## 任务简述 1
根据下面的所示文本，郑文焯在孝义坊购地多少亩？

## 所示文本
>>>

對於鵬運之逝,鄭、朱、況皆感喟無已。《花隨人聖庵摭記》“吳小城”條雲:“乃半塘於秋間化去,叔問愈增感喟。”況氏為撰挽聯“窮途落拓中哭生平第一知己,時局艱危日問宇內有幾斯人”,且雲:“吾兩人十七年交情若零星亂縷,數千言未可終也。” (見《蘭雲菱夢樓筆記》) 朱祖謀在廣東接訃告,《半塘定稿·朱序》雲:“未已而君訃至矣,悲夫!悲夫!”十月,朱刻《半塘定稿》於廣州。夏敬觀《忍古樓詞話》“王半塘”條 25 雲:“歸安朱古微侍郎祖謀為刊半塘定稿於廣州。”《半塘定稿·鍾德祥序》下署時間為“光緒甲辰冬十月”,故知。



光緒三十一年乙巳(1905),朱祖謀以修墓請假,離學政任回籍,明年丙午乞病解職,卜居吳門。《朱公行狀》:“乙巳,以修墓請假,離學政任回籍。次年,乞病解職,卜居吳門。”三十三年丁未(1907)卜居吳氏聽楓園,與鄭文焯為鄰。先是鄭文焯乙巳年(1905)於吳小城東孝義坊買地,築屋“樵風別墅”。按《鄭氏年譜》:“先生於孝義坊購地五畝,建築新居,榜曰通德裏。秋初落成,即遷入。”又鄭氏《苕雅餘集·滿江紅》小序雲:“乙巳之秋,誅茅吳小城東,新營住所。”為卜鄰事,鄭、朱詞柬往來不絕。考朱氏《彊村詞剩稿·惜紅衣》詞,序雲:“年時與叔問有買鄰之約,逡巡未就。今將卜居吳氏聽楓園,書報叔問,申以是詞。”鄭氏亦答以《惜紅衣》詞,序雲:“彊村翁早退遺榮,舊有吳皋卜鄰之約。?來滬江,皇皇未暇。近將移家小市橋吳氏聽楓園,先以書來商略新營,作蒼煙寂寞之友,卻寄此以堅其誌。”此後,鄭、朱又有《驀山溪》詞(鄭詞均見《苕雅餘集》)。鄭氏詞序雲:“吳城小市橋,宋詞人吳應之紅梅閣故地也。橋東今為吳氏聽楓園。……彊村翁近僦其園為行窩。翁所著詞,聲滿天地,折紅梅一曲,未得專美於前也。”朱氏詞序曰:“吳城小市橋東聽楓園,退樓老人諏古觴詠地也。予將僦居其間。步問為相陰陽,練時日,且舉宋詞人吳應之故事,詞以張之。”按朱氏《驀山溪》詞收在《彊村語業》“強圉協洽”年即丁未年,而《驀山溪》詞前收詞《洞仙歌》在“丁未九日”,故知為丁未年重九以後之事。

<<<

## 本题数据
>>>

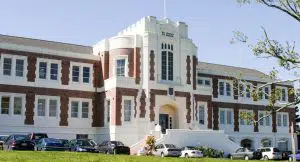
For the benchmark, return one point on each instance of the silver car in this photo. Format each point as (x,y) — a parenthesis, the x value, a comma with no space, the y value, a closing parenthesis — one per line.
(167,150)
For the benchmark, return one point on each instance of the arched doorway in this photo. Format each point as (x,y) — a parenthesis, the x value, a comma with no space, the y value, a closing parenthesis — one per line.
(246,143)
(167,117)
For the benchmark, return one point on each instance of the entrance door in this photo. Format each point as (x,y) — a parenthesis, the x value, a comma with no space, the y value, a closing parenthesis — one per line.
(164,122)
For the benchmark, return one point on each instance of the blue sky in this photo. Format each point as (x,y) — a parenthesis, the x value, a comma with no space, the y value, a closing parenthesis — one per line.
(211,24)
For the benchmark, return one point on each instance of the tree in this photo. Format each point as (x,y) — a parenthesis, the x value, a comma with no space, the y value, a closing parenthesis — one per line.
(285,53)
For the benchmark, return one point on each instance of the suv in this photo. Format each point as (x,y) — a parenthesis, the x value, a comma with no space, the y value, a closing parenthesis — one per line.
(35,137)
(167,150)
(270,153)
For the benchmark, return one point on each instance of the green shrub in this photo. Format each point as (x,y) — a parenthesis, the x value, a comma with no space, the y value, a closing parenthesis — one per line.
(210,152)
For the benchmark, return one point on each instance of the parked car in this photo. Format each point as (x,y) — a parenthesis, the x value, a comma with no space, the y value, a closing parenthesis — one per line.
(257,155)
(242,153)
(113,147)
(190,152)
(18,142)
(2,140)
(82,145)
(35,137)
(50,144)
(167,150)
(271,153)
(297,156)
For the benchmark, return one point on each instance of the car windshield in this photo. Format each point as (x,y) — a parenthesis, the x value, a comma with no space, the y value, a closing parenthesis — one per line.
(190,148)
(3,138)
(276,150)
(170,146)
(21,137)
(84,143)
(52,140)
(117,143)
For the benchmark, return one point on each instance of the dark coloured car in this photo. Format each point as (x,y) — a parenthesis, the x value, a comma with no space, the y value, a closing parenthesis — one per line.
(2,140)
(50,144)
(82,145)
(257,155)
(113,147)
(242,153)
(35,137)
(18,142)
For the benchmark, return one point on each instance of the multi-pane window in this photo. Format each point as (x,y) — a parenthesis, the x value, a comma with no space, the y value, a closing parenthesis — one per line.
(7,64)
(201,114)
(17,105)
(52,108)
(85,110)
(74,109)
(75,73)
(41,108)
(86,75)
(19,67)
(5,105)
(221,88)
(53,71)
(121,67)
(43,70)
(127,110)
(167,62)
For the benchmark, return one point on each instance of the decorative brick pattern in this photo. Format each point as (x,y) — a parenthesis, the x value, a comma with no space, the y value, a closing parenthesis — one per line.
(188,70)
(29,113)
(195,62)
(154,92)
(65,70)
(143,104)
(152,71)
(31,68)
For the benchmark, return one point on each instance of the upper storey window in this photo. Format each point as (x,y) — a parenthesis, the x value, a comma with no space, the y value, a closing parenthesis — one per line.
(167,62)
(13,65)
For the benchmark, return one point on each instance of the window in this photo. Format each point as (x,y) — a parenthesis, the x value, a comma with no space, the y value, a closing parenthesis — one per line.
(5,105)
(75,73)
(43,70)
(127,110)
(17,105)
(221,88)
(85,110)
(201,115)
(167,63)
(52,108)
(74,109)
(86,75)
(248,91)
(222,117)
(266,93)
(121,67)
(284,120)
(7,64)
(283,94)
(228,89)
(41,107)
(108,111)
(53,71)
(19,68)
(279,120)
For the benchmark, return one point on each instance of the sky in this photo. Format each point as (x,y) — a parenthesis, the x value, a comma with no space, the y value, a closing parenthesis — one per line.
(211,24)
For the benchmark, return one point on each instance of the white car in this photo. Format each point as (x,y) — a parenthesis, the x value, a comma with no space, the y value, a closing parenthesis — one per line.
(270,153)
(190,152)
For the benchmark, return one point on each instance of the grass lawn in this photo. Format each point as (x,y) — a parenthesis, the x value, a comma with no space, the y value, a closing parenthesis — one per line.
(83,157)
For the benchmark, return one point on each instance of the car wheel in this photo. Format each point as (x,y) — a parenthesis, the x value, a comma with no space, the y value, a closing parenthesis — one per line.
(266,157)
(186,155)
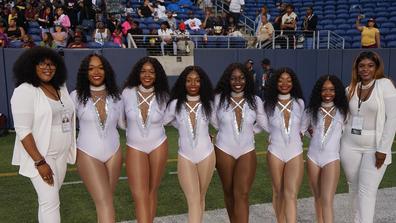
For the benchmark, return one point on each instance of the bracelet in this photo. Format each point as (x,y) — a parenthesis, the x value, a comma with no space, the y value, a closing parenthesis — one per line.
(39,162)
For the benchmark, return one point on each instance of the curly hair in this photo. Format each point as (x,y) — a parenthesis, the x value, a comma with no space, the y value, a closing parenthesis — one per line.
(223,87)
(340,99)
(161,87)
(379,69)
(179,91)
(25,67)
(82,86)
(271,93)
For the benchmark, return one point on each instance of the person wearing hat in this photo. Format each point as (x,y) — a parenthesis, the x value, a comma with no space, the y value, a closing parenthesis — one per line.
(370,33)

<<<

## 任务简述 2
把上面的数据行中从包含“of the curly”的那一行起、到数据行末尾为止的部分（首尾两行都算在内）完整重写一遍，其中的要求行照旧保留，答案里的每个坐标数值都加上85。

## 正确答案 1
五亩。

## 正确答案 2
For the benchmark, return one point on each instance of the curly hair in this photo. Format each point as (x,y) — a parenthesis, the x value, a comma with no space, the y value, a closing parenthesis — one per line.
(308,172)
(425,184)
(246,172)
(464,154)
(264,176)
(110,152)
(167,171)
(356,178)
For the benchmark, return one point on each instance of the person wearing hat in this photo. Format each point as (x,y) — a parenthesis, the x value, a comma with no space, the y value, a closing parenthesis — one per line.
(455,118)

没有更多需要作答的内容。